→ Exercise data

══════════════════════════════

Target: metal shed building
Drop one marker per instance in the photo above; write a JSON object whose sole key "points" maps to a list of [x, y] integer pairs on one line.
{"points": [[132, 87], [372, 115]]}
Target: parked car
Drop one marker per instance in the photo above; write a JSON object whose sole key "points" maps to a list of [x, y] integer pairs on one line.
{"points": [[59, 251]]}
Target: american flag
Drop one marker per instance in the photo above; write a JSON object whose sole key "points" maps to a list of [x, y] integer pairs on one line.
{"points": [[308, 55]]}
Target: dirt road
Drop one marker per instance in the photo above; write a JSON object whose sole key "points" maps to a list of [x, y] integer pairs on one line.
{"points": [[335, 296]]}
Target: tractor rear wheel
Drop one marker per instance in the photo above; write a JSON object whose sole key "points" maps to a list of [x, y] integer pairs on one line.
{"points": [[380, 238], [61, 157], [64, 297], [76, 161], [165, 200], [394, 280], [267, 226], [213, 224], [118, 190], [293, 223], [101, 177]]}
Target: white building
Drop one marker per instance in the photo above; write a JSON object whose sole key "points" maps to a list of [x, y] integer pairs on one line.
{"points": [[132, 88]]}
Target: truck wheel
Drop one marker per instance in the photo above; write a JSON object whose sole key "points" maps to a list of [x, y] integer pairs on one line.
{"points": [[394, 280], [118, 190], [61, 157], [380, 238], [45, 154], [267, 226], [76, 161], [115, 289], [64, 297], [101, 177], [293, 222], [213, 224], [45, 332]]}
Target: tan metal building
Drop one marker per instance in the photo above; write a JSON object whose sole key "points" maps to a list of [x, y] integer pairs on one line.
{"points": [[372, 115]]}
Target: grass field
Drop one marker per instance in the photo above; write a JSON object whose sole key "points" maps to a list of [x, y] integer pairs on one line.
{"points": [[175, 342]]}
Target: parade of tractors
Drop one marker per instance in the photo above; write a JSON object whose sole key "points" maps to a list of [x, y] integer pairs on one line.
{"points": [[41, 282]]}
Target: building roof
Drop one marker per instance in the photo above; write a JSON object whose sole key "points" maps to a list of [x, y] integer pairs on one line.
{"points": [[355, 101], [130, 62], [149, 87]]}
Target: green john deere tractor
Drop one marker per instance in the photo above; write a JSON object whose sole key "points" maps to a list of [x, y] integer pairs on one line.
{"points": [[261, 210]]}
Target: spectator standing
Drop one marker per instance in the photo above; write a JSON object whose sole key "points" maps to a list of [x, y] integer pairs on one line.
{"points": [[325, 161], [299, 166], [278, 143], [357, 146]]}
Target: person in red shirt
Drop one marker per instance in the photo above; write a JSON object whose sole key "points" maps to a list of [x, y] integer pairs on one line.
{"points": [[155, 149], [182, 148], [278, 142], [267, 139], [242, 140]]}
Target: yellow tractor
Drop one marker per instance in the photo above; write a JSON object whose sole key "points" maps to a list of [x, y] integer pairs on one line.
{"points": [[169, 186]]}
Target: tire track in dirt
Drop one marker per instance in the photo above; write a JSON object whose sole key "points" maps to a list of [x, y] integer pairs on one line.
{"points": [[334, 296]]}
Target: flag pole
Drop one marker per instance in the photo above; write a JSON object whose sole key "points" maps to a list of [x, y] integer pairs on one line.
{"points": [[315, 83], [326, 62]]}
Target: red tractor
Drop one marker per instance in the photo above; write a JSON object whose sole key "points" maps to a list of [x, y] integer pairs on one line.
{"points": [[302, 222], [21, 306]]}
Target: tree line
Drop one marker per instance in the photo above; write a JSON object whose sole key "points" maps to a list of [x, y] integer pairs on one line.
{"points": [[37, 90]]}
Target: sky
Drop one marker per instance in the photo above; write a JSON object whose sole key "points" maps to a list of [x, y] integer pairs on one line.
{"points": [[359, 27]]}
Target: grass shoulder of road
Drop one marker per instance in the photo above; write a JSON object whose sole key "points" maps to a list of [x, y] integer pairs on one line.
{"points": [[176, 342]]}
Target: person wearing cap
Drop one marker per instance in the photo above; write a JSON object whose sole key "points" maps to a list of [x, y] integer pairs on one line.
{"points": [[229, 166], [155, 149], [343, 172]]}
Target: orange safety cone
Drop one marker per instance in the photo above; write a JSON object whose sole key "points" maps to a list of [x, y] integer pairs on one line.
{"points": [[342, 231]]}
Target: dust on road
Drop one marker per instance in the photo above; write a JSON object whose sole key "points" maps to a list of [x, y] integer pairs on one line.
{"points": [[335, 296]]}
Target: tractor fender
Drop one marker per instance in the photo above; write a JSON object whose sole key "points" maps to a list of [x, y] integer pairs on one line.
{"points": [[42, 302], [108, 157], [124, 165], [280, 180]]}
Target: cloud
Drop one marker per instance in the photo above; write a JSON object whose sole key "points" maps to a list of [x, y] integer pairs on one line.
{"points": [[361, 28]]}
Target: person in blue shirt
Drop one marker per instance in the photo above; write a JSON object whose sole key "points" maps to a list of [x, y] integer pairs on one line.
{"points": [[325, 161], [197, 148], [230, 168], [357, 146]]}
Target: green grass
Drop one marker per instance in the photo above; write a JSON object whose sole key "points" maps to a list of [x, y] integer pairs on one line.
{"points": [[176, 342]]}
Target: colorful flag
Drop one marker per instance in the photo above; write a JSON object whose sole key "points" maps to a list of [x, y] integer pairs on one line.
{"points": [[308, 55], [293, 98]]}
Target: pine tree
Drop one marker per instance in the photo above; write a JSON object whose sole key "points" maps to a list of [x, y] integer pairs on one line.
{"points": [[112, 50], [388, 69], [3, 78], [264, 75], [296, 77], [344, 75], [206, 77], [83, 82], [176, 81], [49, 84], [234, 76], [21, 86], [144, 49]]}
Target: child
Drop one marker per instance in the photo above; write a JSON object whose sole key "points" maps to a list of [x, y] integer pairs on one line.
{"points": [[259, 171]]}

══════════════════════════════

→ Try it
Would you reproduce all the entries exactly?

→ Solution to this problem
Target: metal shed building
Drop one marker per instance in the photo above; write a JSON object whose sole key "points" maps to a list of [x, y] integer pairs on one line.
{"points": [[132, 87], [372, 115]]}
Target: parked car
Drop one marker per instance in the photo above; write a JSON object whose sole key "points" maps to a list of [x, y] integer pairs on one line.
{"points": [[59, 251]]}
Target: american flag
Drop one marker per instance in the photo above; write a JSON object whose sole key "points" maps to a list of [x, y] integer pairs on one line.
{"points": [[308, 55]]}
Target: dirt road
Drop one marker per instance in the photo above; write a JSON object whose sole key "points" maps to a list of [x, y] integer pairs on one line.
{"points": [[335, 296]]}
Target: tractor rear wheel
Drop one marker per instance in the photo above; write a JSON object whose sole key "points" maps to a list of [x, y] integer pairs on one line.
{"points": [[380, 238], [61, 157], [64, 297], [76, 161], [165, 200], [394, 280], [267, 226], [213, 224], [118, 190], [293, 223], [101, 177]]}
Target: white building
Drop one marker per instance in the photo above; write a JSON object whose sole key "points" maps to a list of [x, y] integer pairs on one line.
{"points": [[132, 88]]}
Target: truck wheel
Drop one marker per instance in the photo above; write a JSON object whose sole key "points" maps to a list of [x, y] integer pairs on one line.
{"points": [[394, 280], [118, 190], [61, 157], [380, 238], [45, 154], [267, 226], [76, 161], [115, 289], [64, 297], [101, 177], [293, 222], [213, 224], [45, 332]]}
Target: tan metal building
Drop one marker per instance in the photo above; write a JSON object whose sole key "points" maps to a list of [x, y] integer pairs on one line.
{"points": [[372, 115]]}
Target: grass field
Drop one marker per instance in the photo above; write a JSON object whose sole key "points" maps to a list of [x, y] integer pairs on one line.
{"points": [[175, 342]]}
Target: parade of tractors
Drop one marker per instance in the photo above; write a JSON object whose sole key "points" maps to a list of [x, y] integer pairs on one line.
{"points": [[41, 282]]}
Target: building roof
Drop one marker per instance in the photo above; write a JSON object whose sole key "points" maps to a list of [x, y] integer pairs on one line.
{"points": [[355, 101], [130, 62], [149, 87]]}
Target: green john deere tractor
Drop one marker per instance in the photo above; write a JSON object whose sole key "points" maps to a list of [x, y] integer pairs on one line.
{"points": [[261, 210]]}
Target: spectator standing
Drop one marker per instance in the photo above; write a JSON object whose sole key "points" maps to a list of [x, y] integer pairs on one line.
{"points": [[325, 161], [299, 166], [278, 143], [357, 146]]}
Target: person in red shirt
Drop one marker per instance in the photo above; write a JSON object whose sole key "points" maps to a list of [x, y] integer pairs on one line.
{"points": [[155, 149], [182, 148], [278, 142], [267, 139], [242, 140]]}
Target: yellow tractor
Drop one marker per instance in the photo above; write a JSON object whose sole key "points" maps to a list of [x, y] integer pairs on one line.
{"points": [[169, 186]]}
Target: tire track in dirt
Drop one marker per instance in the photo above; write a JSON object whose sole key "points" maps to a list of [x, y] integer pairs on one line.
{"points": [[334, 296]]}
Target: flag pole
Drop one marker per instance in the photo above; write a JSON object whose sole key "points" maps to a list of [x, y] integer pairs on one line.
{"points": [[315, 83], [326, 62]]}
Target: red tractor
Drop one marker per instance in the photo above; write a JSON object whose sole key "points" maps to a list of [x, y] integer pairs on one line.
{"points": [[302, 222], [21, 306]]}
Target: tree line
Drop one marker per instance in the photo above; write a JSON object whose sole key "points" maps to a list of [x, y] integer pairs on one line.
{"points": [[37, 90]]}
Target: sky
Drop one marker per instance in the photo above; write a JSON object whose sole key "points" maps to a list of [x, y] integer pairs on one line.
{"points": [[359, 27]]}
Target: grass shoulder of road
Drop one marker per instance in the photo above; write a JSON object whose sole key "points" maps to a list of [x, y] integer pairs on one line.
{"points": [[176, 342]]}
Target: person wearing cap
Drop one marker per instance in the photo above; write a JSON object whose sole key "points" maps to a list of [x, y] integer pairs on one line.
{"points": [[229, 166], [155, 149], [343, 172]]}
Target: orange safety cone
Drop one marker per instance in the photo above; write a JSON object whose sole key "points" maps to a list of [x, y] integer pairs on one line.
{"points": [[342, 231]]}
Target: dust on road
Drop one marker per instance in the photo above; write a JSON object whose sole key "points" maps to a list of [x, y] integer pairs on one line.
{"points": [[335, 296]]}
Target: tractor fender
Drop one marker per instance in the photo above; write a JSON object whose sole key "points" maps to a list of [x, y] integer pairs on one line.
{"points": [[42, 302], [108, 157], [124, 165], [280, 180]]}
Target: cloud
Drop one marker per instance in the photo above; write a JSON object whose sole key "points" maps to a list of [x, y] integer pairs on one line.
{"points": [[361, 28]]}
Target: person in blue shirt
Drop one marker per instance in the photo above; write a JSON object whose sole key "points" maps to a list of [x, y] integer pairs on one line.
{"points": [[325, 161], [197, 148], [230, 168], [357, 146]]}
Target: green grass
Drop one marker per instance in the photo above; write a JSON object whose sole key "points" maps to a list of [x, y] integer pairs on one line.
{"points": [[176, 342]]}
Target: colorful flag
Drop one marker per instance in the photo above; write a JSON object whose sole key "points" maps to a list of [x, y] integer pairs on one line.
{"points": [[308, 55], [293, 98]]}
Target: pine tree
Drop one marker per instance in the photo above; write a JSON object whose sole key "points" maps to a list of [x, y] integer pairs on one line.
{"points": [[112, 50], [388, 69], [3, 78], [264, 75], [296, 77], [344, 75], [206, 77], [83, 82], [176, 81], [49, 84], [234, 76], [21, 86], [144, 49]]}
Target: child
Drop one marker per instance in the photo above; write a JSON object whose sole key "points" maps to a list of [x, y] integer pairs on one line.
{"points": [[259, 171]]}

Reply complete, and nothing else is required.